Supplied text =
────────────────────────────────────────

Meet Upcoming Singer/Songwriter: Soma. “I want to express nothing but my truths.”

In this interview I get the chance to speak to NYC based singer/songwriter: Soma. Having known her for more or less six years I can attest to the dedication and love she puts into her craft whether it be her music, poetry – anything having to do with the arts.

I would personally like to thank her for believing in what this site could be (even more than I have at times) and for helping me throughout the entire process. She’s always been someone that I could speak to when it came to my writing – for both poetry and music.

In this interview we get to catch up and speak on some of her dream collaborations, concerns of being a singer versus a songwriter, and she even gives some advice to aspiring artists!

Enjoy the interview!

Q:  Before we start off, can I get the backstory of Soma? – Is she something like an alter ego?

A: Soma is a deity of the moon. Growing up, my dad always used to call me ‘mi luna’ meaning my moon. It was always something that meant a lot to me. As a child I was always fascinated by the moon and it continued as I grew older. Dia Reeves said, “She was like the moon—part of her was always hidden away,” and I resonate with that deeply. I feel that am a child of the moon.

────────────────────────────────────────

Data section =
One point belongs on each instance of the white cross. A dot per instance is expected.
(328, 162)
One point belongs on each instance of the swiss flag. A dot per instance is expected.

────────────────────────────────────────

Parts of the exercise =
1. Answer these questions using the Soma interview:
(a) About how long has the interviewer known Soma?
(b) What did Soma's dad call her when she was growing up?
(c) According to Soma, what is Soma a deity of?
2. Write down the passage of the Soma interview starting with "Meet Upcoming Singer/Songwriter: Soma." and going on through "poetry and music.".
3. Carry the Soma interview further from the point where it stops.
The data has nothing to do with the Soma interview.

Task answers =
1.
(a) More or less six years.
(b) 'Mi luna', meaning my moon.
(c) The moon.

2.
Meet Upcoming Singer/Songwriter: Soma. “I want to express nothing but my truths.”

In this interview I get the chance to speak to NYC based singer/songwriter: Soma. Having known her for more or less six years I can attest to the dedication and love she puts into her craft whether it be her music, poetry – anything having to do with the arts.

I would personally like to thank her for believing in what this site could be (even more than I have at times) and for helping me throughout the entire process. She’s always been someone that I could speak to when it came to my writing – for both poetry and music.

3.
Q: I’ve known you for around six years and I knew that you dabbled in writing but I had no idea that you were interested in music until 2017. Is music something you’ve always wanted to take on professionally?

A: I’ve always loved singing growing up. I always wanted to pursue music, but never really felt the push until this year. I feel as though it was something I was made to do.


Q: When did you start writing music? I know that you wrote poems for some time – did it gradually stem from that, or were you always writing whole songs as well?

A: It all started from poems. I thought I wasn’t good enough to write songs until my best friend told me that poems and songs are no different. Now when an idea sparks, I can differentiate whether I want it to be a poem or a song.



Q: Do you go through a process when creating a song? How do you decide what you are going to write about?

A: Most of everything I write about is personal to me. I would say about 99%. It’s an emotional release for me. I usually get a few songs about what I’m currently going through. Lines always hit me out of nowhere—when I’m least expecting it. One of my favorite artist, Banks, mentioned that she gets some of her inspiration like a mantra before falling asleep and so do I. I’ll be half asleep and quickly jot down something in the notepad on my phone.


Q: Do you remember the first song you ever wrote? If so, what was it about?

A: The first song I wrote was about classic middle school drama. A loss of a best friend. It was terrible by the way.


Q: Have you ever gone through a creative block? If you have, are there any artists/songs you listen to to help give you inspiration?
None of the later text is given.